WHAT THE TASK REQUIRES: In the data below, which lines hold the word "platform"? Copy them.

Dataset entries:
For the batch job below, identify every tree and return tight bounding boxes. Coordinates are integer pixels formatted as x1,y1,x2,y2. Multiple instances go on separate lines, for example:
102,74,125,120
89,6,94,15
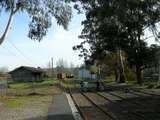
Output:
56,58,68,73
0,0,72,45
73,0,160,85
0,67,9,73
73,3,128,83
89,66,97,74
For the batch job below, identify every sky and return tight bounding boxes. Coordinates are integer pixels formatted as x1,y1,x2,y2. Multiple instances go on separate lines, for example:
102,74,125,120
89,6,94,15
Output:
0,9,85,70
0,7,159,71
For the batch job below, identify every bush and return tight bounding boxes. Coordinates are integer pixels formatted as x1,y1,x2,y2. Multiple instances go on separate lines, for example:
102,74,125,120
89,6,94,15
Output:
146,84,155,89
156,85,160,89
125,67,136,82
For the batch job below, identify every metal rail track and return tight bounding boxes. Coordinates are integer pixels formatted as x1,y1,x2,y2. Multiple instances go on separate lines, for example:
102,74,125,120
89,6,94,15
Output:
63,82,160,120
132,89,160,97
101,84,152,119
68,88,86,120
103,83,160,97
62,81,116,120
69,87,117,120
96,92,145,120
71,87,117,119
81,92,118,120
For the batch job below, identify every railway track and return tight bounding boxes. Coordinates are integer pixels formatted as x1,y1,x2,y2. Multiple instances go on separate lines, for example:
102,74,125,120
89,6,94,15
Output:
63,82,160,120
84,92,145,120
69,88,115,120
69,88,145,120
102,84,160,120
81,92,118,120
97,92,145,120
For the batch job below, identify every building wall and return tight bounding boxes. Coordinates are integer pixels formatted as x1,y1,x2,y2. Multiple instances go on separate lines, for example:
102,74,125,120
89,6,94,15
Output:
79,69,96,80
11,68,35,82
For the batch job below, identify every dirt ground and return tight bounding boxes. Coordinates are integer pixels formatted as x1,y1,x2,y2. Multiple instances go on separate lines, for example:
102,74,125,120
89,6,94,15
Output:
0,81,63,120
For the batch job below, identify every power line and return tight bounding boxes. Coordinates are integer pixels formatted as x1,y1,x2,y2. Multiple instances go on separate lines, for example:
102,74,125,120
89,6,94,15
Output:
8,41,34,64
1,45,30,65
6,41,39,66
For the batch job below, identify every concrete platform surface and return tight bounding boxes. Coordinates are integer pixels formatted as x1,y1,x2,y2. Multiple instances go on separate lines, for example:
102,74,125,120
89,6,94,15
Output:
48,94,75,120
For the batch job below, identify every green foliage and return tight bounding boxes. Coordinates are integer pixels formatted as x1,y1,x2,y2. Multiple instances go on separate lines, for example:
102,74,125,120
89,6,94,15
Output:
73,0,160,84
0,0,72,43
9,79,59,89
156,85,160,89
89,66,98,74
125,67,136,81
3,96,51,108
146,84,155,89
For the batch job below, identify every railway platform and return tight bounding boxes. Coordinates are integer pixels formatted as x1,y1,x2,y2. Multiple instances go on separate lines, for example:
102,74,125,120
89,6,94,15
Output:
48,93,75,120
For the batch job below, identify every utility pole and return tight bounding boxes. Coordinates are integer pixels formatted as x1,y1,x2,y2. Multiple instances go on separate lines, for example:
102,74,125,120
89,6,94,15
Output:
51,58,54,78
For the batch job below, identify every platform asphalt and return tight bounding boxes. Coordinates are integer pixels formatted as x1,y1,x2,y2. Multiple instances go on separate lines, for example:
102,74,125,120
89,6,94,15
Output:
48,93,75,120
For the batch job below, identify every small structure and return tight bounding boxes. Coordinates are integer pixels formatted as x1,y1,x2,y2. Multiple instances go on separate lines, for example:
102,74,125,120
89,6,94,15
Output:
57,73,66,79
79,68,96,80
43,68,54,78
66,73,74,78
9,66,44,82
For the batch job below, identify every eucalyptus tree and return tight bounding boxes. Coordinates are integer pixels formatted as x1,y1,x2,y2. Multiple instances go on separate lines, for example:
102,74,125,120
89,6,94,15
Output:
73,0,160,84
73,0,129,83
0,0,72,45
117,0,160,85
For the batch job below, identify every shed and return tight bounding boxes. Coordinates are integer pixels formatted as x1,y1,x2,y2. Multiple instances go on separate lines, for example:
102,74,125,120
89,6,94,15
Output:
57,73,66,80
9,66,44,82
79,68,96,80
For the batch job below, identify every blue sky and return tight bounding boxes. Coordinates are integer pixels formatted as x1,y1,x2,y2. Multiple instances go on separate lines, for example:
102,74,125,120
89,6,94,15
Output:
0,8,159,71
0,10,85,70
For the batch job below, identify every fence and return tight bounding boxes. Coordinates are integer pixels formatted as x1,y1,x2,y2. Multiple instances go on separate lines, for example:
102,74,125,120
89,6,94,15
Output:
0,80,7,97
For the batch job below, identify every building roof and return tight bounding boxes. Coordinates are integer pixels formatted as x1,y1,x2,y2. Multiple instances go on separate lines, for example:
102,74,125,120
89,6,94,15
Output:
9,66,44,73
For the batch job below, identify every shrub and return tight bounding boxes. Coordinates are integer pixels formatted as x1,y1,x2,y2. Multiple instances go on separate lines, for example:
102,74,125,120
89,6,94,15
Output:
147,84,155,89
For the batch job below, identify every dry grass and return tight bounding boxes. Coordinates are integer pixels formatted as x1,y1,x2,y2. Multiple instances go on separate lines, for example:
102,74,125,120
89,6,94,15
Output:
0,80,62,120
6,79,62,96
0,95,53,120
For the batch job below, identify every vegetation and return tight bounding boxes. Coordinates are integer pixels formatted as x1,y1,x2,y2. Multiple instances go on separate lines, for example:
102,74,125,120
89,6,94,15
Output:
0,0,72,45
9,79,59,89
7,79,62,96
3,95,52,108
73,0,160,85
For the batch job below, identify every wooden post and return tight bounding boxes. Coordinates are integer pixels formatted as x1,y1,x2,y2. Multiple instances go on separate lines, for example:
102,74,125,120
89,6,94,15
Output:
51,58,54,78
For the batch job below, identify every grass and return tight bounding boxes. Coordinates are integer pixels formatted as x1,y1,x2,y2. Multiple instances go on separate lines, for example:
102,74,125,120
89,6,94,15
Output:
9,79,59,89
0,79,59,119
7,79,62,96
2,95,52,108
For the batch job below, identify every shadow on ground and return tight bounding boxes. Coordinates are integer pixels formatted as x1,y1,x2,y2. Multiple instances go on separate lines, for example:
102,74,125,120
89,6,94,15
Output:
23,114,74,120
65,83,160,120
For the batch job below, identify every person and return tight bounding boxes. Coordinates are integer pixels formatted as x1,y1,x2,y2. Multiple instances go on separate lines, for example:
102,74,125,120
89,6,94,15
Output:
96,81,100,91
83,82,88,92
80,81,84,92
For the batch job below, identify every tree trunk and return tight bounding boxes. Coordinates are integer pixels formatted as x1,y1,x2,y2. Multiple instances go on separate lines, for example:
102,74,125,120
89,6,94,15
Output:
136,65,143,85
118,49,126,83
0,9,15,45
114,69,119,82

RESULT BELOW:
For the batch job below, identify every concrete platform surface and return tight bounding boxes. Coordinates are integer pixels formatted as x1,y1,x2,y2. Multiple instances go on separate lines, for example:
For the batch job below, identify every railway platform and return tight bounding boxes. Coordinates are integer pixels formatted as x1,y1,x2,y2. Multiple instances go on separate lines, for example:
For the batch job below, identify every platform asphalt and return tight bounding boxes. Coordinates are integer pixels formatted as x1,y1,x2,y2. Multiple instances go on separate lines, for example:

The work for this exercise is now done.